[Task instructions] Pull out every line of the rows below that contains the word "face", and copy each of those lines unchanged.
──────
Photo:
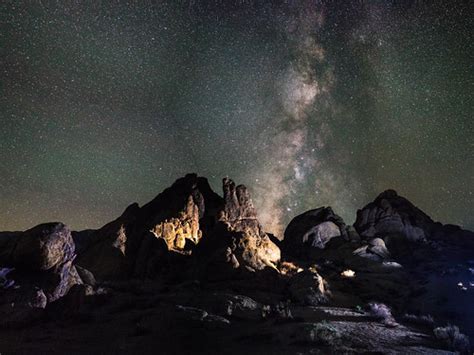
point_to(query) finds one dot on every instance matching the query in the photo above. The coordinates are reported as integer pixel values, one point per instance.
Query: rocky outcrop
(140, 240)
(38, 269)
(308, 288)
(238, 240)
(393, 215)
(374, 250)
(312, 229)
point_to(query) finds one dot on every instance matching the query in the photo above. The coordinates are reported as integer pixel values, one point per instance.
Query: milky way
(308, 103)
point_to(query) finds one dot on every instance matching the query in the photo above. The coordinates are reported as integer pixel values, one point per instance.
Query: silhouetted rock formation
(199, 269)
(391, 214)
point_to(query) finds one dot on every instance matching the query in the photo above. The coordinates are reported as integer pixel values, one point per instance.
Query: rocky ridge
(198, 268)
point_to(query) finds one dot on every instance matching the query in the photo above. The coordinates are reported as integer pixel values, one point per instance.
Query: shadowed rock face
(41, 270)
(312, 229)
(391, 214)
(238, 241)
(144, 241)
(199, 269)
(137, 242)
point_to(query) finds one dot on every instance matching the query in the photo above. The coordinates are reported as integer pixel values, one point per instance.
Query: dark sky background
(308, 103)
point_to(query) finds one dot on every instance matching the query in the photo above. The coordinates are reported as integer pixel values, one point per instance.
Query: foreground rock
(195, 272)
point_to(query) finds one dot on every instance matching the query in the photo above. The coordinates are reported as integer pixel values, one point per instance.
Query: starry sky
(308, 103)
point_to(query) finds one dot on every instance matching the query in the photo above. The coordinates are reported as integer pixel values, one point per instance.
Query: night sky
(307, 103)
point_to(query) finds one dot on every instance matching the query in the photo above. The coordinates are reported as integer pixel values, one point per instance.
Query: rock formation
(198, 269)
(393, 215)
(312, 229)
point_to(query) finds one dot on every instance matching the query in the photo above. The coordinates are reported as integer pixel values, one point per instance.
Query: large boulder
(312, 229)
(392, 215)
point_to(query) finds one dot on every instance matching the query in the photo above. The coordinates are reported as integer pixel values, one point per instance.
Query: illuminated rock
(392, 215)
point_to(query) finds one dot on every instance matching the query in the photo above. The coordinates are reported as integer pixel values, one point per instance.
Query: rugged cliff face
(199, 269)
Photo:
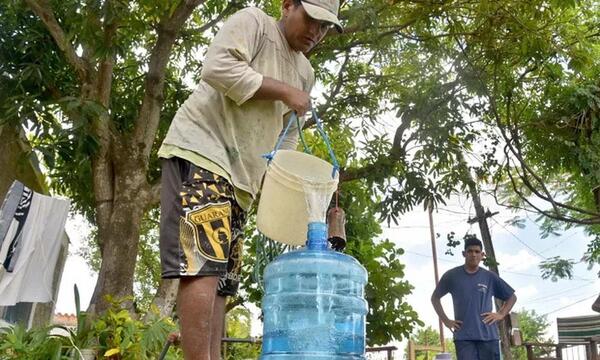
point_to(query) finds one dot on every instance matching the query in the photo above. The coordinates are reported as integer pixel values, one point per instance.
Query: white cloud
(522, 260)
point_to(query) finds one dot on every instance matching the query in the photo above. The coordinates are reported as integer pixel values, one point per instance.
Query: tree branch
(43, 10)
(515, 150)
(168, 29)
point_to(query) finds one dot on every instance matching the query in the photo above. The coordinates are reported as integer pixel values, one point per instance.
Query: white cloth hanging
(31, 229)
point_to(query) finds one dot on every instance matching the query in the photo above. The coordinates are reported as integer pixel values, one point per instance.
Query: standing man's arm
(272, 89)
(453, 325)
(492, 317)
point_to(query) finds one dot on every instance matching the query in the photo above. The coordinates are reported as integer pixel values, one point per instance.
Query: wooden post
(435, 270)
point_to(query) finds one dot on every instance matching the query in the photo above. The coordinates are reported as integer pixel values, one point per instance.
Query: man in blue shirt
(472, 288)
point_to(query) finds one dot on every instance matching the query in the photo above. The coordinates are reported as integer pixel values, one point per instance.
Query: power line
(560, 292)
(504, 271)
(575, 303)
(521, 241)
(530, 248)
(453, 211)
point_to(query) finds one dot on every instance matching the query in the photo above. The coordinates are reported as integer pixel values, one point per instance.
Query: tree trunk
(486, 238)
(165, 297)
(120, 240)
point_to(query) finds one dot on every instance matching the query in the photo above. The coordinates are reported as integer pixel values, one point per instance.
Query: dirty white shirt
(220, 121)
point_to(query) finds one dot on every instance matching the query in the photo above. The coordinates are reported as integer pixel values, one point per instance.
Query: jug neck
(317, 236)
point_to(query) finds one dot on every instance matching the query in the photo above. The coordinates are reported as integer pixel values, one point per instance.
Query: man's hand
(491, 317)
(453, 325)
(297, 100)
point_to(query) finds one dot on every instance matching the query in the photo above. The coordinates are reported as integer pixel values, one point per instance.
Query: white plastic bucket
(282, 210)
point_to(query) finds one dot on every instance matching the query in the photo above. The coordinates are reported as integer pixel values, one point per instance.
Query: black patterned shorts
(201, 225)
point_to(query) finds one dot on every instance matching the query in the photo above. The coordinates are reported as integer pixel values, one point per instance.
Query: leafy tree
(429, 337)
(533, 326)
(238, 326)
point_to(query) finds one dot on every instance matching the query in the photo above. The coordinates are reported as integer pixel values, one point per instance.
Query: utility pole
(481, 219)
(435, 269)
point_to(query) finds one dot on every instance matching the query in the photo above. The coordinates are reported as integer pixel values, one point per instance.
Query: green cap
(324, 10)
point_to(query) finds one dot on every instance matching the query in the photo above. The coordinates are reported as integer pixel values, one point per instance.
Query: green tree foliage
(238, 326)
(533, 327)
(429, 337)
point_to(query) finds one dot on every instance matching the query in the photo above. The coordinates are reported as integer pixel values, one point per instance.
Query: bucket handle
(294, 117)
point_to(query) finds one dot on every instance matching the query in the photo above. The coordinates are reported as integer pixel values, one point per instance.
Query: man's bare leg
(195, 305)
(218, 323)
(596, 305)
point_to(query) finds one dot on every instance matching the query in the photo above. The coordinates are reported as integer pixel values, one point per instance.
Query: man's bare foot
(174, 338)
(596, 305)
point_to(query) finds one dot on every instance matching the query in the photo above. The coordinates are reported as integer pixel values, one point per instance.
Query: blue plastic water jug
(314, 306)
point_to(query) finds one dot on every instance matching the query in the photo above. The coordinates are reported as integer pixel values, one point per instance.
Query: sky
(518, 251)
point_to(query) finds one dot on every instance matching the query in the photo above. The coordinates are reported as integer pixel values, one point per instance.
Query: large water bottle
(314, 306)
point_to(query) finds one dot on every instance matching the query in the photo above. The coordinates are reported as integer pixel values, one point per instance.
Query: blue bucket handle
(294, 117)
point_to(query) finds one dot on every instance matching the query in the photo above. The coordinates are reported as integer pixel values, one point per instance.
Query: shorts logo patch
(211, 225)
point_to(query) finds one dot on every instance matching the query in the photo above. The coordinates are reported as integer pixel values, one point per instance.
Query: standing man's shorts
(201, 225)
(477, 350)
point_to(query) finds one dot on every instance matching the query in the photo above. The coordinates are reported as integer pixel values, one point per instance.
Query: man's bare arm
(272, 89)
(492, 317)
(450, 324)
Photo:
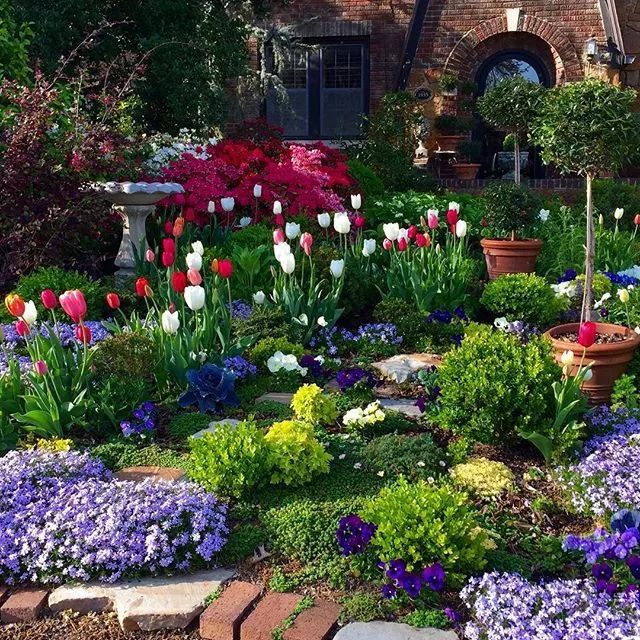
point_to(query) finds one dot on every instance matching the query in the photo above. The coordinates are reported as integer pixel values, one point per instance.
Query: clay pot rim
(608, 348)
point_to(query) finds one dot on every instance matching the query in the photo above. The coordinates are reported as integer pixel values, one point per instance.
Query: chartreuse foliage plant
(294, 454)
(423, 523)
(311, 405)
(493, 385)
(230, 460)
(523, 296)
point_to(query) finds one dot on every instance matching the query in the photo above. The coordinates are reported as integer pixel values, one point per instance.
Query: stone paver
(214, 425)
(391, 631)
(147, 605)
(399, 368)
(282, 398)
(223, 617)
(270, 613)
(24, 606)
(315, 623)
(138, 474)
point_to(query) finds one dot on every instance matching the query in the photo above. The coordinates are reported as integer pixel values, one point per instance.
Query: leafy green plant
(493, 384)
(230, 460)
(311, 405)
(294, 455)
(523, 296)
(423, 524)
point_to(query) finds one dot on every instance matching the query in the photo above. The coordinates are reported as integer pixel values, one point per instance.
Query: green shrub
(294, 454)
(126, 355)
(492, 385)
(423, 524)
(416, 457)
(184, 425)
(264, 349)
(311, 405)
(229, 460)
(523, 296)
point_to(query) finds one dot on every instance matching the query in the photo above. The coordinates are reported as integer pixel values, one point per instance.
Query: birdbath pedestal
(134, 202)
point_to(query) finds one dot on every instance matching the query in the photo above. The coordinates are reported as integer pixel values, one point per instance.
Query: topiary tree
(587, 127)
(512, 105)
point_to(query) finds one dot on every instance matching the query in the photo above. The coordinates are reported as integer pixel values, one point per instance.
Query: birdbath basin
(134, 201)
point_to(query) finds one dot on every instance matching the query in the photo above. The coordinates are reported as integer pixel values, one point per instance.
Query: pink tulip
(306, 240)
(74, 305)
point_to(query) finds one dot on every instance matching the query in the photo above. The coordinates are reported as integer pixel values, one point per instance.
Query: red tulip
(587, 334)
(278, 236)
(142, 287)
(306, 240)
(22, 328)
(194, 277)
(74, 305)
(15, 305)
(225, 268)
(178, 281)
(49, 299)
(113, 300)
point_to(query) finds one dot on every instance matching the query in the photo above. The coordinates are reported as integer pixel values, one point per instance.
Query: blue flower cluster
(64, 518)
(240, 367)
(142, 423)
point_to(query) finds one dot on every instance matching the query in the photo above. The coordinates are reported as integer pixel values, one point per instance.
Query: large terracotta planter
(510, 256)
(466, 171)
(610, 360)
(449, 143)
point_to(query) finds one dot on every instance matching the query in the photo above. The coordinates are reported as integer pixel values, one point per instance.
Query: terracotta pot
(466, 171)
(449, 143)
(610, 360)
(510, 256)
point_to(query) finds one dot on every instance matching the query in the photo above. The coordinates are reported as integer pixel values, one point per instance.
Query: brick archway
(485, 39)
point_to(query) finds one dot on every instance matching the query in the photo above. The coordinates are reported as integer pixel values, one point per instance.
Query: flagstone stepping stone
(391, 631)
(138, 474)
(274, 396)
(214, 425)
(399, 368)
(144, 605)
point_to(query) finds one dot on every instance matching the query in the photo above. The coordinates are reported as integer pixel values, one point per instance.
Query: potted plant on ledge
(512, 214)
(588, 127)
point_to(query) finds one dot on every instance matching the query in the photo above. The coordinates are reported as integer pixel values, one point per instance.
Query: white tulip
(341, 222)
(391, 231)
(337, 268)
(461, 229)
(324, 220)
(288, 263)
(30, 314)
(194, 261)
(567, 358)
(170, 322)
(368, 247)
(292, 230)
(194, 297)
(281, 250)
(228, 204)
──────
[Solution to the exercise]
Query: shadowed rock face
Query: rugged cliff face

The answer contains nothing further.